### What is asked
From the line containing "Where can the marsh" down to the last line of the records below, copy every line exactly. Leave out everything before it.

┌──

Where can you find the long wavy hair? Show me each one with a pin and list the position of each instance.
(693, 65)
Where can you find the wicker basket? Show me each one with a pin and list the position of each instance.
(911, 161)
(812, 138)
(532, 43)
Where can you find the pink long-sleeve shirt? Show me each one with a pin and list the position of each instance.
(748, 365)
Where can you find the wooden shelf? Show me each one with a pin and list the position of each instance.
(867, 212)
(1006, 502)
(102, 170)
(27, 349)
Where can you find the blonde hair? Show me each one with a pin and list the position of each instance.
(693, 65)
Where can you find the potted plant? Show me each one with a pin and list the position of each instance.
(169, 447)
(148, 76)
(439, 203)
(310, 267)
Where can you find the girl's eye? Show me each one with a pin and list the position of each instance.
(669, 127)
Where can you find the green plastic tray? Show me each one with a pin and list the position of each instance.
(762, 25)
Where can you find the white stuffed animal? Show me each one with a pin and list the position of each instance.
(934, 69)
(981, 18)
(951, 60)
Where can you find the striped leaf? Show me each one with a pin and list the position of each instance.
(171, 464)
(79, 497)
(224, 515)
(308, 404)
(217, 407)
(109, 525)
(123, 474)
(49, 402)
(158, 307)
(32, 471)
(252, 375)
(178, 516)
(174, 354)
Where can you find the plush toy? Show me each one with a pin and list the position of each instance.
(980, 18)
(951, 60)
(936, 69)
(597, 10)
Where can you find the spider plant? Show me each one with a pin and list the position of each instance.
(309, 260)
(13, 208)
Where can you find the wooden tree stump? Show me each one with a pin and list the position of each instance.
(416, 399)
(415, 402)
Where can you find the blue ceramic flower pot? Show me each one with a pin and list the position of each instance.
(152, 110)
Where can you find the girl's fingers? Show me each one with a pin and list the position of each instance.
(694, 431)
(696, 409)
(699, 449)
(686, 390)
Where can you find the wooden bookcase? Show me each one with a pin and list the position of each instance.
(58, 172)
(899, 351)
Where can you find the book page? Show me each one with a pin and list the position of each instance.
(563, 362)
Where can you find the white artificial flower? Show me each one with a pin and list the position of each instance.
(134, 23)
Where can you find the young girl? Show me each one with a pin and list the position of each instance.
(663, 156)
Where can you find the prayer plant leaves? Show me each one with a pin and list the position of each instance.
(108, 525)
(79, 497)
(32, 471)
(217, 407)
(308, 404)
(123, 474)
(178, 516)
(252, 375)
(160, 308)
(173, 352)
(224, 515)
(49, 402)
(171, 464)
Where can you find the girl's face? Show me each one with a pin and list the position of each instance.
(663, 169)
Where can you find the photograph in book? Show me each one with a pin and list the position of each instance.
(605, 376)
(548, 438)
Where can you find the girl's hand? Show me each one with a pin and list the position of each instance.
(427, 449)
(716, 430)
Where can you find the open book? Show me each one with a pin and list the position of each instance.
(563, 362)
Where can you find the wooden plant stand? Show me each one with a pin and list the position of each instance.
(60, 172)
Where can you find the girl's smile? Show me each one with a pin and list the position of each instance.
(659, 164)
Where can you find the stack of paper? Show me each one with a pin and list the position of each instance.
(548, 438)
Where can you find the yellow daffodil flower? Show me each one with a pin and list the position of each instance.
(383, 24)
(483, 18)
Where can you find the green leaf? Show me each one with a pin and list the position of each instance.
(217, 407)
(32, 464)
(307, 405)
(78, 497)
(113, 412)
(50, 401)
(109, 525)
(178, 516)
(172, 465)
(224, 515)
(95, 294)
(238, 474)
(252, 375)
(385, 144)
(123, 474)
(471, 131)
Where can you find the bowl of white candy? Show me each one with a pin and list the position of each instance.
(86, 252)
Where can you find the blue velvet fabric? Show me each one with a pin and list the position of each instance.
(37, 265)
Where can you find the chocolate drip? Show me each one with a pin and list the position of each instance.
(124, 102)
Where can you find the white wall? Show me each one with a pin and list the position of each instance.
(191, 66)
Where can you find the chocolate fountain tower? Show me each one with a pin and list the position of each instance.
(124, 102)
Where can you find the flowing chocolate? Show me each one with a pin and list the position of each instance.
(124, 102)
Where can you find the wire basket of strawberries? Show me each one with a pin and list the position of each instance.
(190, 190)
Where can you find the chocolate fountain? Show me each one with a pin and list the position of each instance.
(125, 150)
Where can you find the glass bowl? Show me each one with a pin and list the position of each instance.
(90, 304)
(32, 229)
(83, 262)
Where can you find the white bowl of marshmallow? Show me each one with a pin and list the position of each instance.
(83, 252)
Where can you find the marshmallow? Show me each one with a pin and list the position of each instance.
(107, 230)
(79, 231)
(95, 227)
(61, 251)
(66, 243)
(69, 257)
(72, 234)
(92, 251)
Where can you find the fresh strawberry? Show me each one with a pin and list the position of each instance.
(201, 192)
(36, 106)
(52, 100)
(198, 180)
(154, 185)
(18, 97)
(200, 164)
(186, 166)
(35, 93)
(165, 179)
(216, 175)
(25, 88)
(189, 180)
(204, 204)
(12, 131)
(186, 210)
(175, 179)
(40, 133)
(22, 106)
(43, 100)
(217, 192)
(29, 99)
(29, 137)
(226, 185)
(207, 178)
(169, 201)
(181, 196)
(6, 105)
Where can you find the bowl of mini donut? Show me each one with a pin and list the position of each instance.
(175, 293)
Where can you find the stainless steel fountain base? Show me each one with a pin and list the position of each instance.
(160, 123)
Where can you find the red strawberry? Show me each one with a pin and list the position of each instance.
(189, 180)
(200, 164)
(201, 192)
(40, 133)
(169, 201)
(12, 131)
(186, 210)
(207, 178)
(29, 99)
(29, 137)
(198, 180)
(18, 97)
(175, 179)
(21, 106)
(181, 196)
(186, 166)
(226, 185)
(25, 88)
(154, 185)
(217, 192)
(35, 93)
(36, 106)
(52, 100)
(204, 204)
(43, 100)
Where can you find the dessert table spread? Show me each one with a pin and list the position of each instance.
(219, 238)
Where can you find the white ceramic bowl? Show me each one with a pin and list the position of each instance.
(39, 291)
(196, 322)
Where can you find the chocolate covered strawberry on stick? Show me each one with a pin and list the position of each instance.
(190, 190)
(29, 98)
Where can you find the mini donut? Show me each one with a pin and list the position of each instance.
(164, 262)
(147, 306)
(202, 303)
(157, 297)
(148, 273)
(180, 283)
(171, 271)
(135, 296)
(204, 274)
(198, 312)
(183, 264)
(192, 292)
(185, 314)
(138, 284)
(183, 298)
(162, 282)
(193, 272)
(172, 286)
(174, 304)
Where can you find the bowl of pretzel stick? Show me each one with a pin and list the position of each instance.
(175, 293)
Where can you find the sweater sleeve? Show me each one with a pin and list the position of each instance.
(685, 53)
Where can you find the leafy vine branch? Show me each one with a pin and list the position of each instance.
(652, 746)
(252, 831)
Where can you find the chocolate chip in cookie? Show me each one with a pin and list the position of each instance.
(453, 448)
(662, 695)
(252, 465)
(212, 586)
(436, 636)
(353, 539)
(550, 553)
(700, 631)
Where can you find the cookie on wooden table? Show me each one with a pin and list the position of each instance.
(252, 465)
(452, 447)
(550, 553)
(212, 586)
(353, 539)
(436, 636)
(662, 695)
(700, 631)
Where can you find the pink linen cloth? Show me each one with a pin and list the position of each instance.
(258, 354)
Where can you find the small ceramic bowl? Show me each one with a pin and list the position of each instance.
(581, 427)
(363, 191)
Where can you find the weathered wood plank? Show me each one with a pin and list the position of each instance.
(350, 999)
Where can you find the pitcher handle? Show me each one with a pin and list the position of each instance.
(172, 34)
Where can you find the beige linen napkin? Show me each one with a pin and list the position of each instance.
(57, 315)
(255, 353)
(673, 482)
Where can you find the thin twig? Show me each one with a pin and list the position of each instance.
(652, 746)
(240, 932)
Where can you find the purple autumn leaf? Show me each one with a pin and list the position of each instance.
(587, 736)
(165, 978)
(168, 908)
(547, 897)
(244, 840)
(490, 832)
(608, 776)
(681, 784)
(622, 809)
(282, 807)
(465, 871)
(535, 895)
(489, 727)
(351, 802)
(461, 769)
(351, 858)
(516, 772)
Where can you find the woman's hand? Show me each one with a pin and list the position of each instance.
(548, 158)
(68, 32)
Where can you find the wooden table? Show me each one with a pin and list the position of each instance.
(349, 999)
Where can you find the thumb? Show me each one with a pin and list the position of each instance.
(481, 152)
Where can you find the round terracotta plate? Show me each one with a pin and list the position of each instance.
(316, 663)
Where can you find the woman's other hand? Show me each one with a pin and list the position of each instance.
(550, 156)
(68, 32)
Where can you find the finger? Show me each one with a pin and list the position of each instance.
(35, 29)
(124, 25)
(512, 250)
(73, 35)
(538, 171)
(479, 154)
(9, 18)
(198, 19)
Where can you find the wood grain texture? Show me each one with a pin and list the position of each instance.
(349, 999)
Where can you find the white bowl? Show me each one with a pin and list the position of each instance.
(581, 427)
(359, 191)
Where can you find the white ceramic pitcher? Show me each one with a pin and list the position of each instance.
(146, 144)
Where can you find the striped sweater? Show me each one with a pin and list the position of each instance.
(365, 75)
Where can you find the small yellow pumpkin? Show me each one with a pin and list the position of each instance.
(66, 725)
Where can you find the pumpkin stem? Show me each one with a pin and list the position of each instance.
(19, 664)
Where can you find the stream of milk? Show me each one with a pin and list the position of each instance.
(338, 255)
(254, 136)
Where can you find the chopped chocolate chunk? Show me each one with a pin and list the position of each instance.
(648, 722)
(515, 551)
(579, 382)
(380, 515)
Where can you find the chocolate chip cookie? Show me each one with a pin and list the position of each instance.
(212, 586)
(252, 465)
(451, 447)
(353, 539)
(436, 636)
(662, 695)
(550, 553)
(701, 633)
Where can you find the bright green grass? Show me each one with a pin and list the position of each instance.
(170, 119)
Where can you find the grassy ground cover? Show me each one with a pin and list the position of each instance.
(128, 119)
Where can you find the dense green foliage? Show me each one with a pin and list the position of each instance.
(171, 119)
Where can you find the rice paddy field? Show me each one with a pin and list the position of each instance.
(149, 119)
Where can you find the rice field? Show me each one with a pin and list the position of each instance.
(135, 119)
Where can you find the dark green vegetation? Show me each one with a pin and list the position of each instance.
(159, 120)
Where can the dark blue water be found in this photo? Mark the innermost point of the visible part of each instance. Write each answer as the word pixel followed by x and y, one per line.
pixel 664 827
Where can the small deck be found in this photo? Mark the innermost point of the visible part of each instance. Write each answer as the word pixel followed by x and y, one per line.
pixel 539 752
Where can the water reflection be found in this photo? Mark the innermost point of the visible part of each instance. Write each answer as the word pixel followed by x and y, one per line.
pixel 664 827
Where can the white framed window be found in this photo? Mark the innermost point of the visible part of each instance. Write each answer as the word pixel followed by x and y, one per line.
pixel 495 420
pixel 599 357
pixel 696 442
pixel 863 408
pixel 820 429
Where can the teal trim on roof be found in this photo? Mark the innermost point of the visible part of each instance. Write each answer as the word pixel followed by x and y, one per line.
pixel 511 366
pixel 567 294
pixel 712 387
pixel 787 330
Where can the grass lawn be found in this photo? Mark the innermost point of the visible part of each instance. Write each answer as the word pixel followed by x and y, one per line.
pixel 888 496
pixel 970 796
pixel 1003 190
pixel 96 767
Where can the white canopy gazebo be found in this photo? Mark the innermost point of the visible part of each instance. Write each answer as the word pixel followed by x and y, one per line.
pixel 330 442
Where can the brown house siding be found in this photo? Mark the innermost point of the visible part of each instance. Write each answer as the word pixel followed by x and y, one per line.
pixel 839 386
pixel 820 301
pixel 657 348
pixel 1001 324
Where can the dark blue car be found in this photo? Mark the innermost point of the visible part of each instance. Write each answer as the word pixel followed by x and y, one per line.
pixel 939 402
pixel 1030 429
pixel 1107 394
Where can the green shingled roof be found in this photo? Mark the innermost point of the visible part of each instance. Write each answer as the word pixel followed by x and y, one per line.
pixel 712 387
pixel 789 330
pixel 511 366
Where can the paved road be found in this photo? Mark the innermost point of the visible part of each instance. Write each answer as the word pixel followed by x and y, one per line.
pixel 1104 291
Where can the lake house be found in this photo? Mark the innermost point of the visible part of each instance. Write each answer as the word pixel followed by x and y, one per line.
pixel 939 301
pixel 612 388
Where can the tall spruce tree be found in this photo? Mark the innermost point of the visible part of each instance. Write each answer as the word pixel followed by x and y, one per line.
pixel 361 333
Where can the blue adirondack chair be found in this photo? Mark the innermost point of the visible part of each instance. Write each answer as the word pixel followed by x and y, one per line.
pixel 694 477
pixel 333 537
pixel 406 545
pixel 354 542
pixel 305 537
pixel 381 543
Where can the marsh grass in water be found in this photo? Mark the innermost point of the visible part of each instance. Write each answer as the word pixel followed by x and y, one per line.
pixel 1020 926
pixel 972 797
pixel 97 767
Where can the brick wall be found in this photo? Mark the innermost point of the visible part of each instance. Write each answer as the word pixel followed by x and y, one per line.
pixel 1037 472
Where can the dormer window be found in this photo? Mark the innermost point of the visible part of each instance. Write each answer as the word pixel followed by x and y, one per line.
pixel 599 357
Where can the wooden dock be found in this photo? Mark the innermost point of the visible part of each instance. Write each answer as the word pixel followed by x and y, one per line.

└──

### Output
Where can the marsh grass in water be found in this photo? Mark the innermost point of the visible part of each instance. Write each answer as the word pixel followed by x and y, one per line.
pixel 1020 926
pixel 972 797
pixel 97 767
Where can the brick wall be found in this photo? Mark the innermost point of the visible part of each instance. Write each answer as the word pixel followed by x and y, one per line.
pixel 1037 472
Where can the dormer window be found in this photo? Mark the innermost point of the visible part of each instance. Write each answer as the word pixel followed by x and y, one per line.
pixel 599 357
Where can the wooden dock be found in this photo? Mark the innermost point of the visible part of each instance. Write each answer as the word pixel followed by x and y, one per line.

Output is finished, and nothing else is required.